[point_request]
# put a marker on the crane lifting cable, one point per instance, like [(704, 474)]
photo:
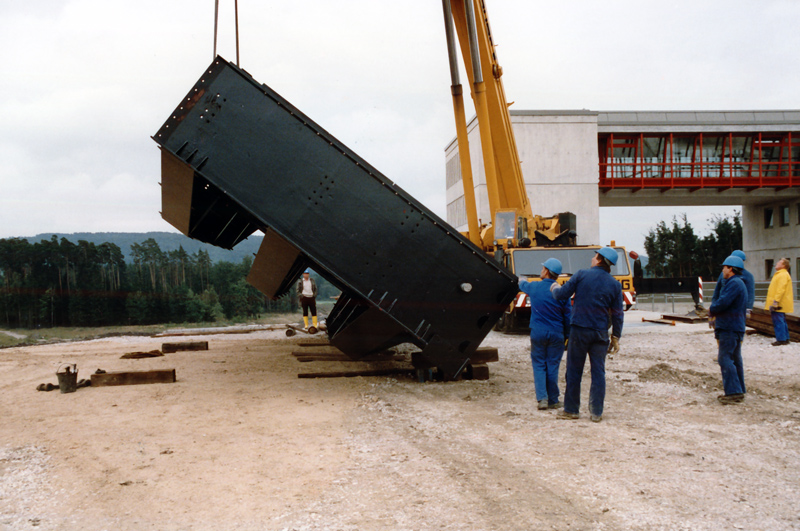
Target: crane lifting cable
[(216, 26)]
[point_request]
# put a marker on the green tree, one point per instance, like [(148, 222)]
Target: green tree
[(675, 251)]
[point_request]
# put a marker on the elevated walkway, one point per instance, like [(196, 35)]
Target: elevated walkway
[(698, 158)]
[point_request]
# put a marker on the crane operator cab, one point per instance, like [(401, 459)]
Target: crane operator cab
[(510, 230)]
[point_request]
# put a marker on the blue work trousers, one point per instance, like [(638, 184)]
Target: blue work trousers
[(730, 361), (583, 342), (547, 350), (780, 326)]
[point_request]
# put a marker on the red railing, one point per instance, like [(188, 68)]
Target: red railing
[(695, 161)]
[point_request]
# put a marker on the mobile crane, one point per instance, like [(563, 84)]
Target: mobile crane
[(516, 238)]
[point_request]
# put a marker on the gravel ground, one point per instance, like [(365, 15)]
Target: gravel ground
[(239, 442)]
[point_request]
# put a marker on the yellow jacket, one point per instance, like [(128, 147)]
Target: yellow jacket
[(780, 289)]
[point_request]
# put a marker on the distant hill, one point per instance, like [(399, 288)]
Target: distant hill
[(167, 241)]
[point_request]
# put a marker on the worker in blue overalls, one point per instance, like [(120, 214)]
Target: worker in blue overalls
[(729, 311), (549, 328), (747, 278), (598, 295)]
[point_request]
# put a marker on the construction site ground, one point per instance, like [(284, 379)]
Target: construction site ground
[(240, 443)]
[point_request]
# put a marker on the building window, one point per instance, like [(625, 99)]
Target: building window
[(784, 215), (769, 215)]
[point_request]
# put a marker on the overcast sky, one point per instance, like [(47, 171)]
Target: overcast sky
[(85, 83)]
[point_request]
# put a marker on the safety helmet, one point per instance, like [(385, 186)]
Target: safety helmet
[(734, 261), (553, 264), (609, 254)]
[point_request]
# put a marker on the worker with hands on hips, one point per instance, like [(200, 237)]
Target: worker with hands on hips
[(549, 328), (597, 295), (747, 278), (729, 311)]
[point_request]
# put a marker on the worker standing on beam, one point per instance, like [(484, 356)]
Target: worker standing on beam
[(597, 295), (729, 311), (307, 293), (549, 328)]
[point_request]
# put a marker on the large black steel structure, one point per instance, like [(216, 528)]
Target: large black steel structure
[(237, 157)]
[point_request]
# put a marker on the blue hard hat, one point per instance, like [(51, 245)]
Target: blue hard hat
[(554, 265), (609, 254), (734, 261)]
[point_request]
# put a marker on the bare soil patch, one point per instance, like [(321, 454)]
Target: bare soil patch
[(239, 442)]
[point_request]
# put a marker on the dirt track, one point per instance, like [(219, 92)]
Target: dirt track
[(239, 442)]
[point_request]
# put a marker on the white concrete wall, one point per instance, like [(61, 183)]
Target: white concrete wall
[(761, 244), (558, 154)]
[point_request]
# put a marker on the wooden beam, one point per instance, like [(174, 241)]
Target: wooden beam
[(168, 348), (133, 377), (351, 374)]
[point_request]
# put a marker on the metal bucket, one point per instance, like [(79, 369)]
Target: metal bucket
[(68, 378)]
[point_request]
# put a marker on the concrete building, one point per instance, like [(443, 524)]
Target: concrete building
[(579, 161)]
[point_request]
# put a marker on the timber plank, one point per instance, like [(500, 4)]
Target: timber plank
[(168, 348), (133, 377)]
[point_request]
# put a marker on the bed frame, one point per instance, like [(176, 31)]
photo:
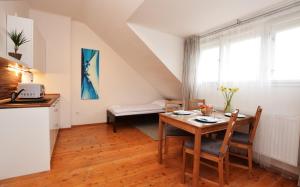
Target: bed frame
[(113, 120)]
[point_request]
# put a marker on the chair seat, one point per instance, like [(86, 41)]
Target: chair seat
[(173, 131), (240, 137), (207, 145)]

***

■ **What is expected**: Count the lines in the records above that contain the string "hands", and give only the number.

■ **Result**: 2